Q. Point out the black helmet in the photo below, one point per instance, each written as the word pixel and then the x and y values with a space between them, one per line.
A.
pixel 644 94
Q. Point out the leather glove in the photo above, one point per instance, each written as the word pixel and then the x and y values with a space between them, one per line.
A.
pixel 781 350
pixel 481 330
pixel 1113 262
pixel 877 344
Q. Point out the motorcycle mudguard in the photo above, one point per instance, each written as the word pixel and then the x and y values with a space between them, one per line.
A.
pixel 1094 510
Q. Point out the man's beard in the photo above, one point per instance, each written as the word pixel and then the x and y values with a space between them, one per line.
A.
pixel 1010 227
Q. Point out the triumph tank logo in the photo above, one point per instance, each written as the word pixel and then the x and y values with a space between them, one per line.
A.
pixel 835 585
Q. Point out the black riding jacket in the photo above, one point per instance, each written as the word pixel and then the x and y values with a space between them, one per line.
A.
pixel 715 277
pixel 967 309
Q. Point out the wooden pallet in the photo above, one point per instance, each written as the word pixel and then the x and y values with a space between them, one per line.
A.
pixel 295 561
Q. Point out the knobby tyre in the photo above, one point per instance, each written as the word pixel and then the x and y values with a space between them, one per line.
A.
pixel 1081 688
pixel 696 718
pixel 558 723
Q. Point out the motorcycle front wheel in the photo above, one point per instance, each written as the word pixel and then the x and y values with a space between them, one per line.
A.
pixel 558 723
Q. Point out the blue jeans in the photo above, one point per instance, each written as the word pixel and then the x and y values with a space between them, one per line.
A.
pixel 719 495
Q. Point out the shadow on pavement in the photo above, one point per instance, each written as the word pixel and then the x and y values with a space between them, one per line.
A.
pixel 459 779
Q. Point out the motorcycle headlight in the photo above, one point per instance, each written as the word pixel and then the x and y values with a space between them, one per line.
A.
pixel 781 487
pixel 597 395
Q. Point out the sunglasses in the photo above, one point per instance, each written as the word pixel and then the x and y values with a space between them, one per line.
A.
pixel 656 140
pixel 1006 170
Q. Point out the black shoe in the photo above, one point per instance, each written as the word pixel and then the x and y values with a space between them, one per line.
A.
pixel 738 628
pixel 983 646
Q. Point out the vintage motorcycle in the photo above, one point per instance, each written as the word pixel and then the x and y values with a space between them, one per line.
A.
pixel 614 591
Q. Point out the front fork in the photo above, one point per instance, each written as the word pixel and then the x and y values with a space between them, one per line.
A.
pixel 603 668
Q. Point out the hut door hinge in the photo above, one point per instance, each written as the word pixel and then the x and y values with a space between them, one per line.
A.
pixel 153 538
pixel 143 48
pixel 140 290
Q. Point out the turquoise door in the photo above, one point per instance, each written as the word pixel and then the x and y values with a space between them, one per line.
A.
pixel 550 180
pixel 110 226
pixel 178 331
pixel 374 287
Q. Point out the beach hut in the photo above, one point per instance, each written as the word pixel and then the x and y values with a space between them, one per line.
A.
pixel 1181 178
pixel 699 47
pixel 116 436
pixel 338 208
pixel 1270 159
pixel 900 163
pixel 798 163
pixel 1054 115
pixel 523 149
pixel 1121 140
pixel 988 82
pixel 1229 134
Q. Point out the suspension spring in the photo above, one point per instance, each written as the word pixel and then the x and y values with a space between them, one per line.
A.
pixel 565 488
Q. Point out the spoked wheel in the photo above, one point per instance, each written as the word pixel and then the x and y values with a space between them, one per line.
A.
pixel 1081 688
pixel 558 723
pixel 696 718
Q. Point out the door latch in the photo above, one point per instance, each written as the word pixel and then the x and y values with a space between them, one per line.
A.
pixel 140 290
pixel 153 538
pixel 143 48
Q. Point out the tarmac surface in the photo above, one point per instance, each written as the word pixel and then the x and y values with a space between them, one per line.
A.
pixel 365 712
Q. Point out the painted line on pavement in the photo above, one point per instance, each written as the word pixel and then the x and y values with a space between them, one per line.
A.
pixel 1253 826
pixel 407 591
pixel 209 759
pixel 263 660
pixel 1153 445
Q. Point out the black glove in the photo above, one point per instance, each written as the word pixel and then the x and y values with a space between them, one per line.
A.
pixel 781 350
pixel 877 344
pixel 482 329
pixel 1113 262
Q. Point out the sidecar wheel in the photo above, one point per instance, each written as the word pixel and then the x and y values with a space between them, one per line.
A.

--

SET EXERCISE – Quote the entries above, starting at their first line and ending at the line that contains "pixel 644 94", with both of those lines included.

ANSWER FOR THE TASK –
Q. Point out the black helmet in the photo below, one point per instance, each written as the word pixel and then the x and y values with a space between them, one per line.
A.
pixel 644 94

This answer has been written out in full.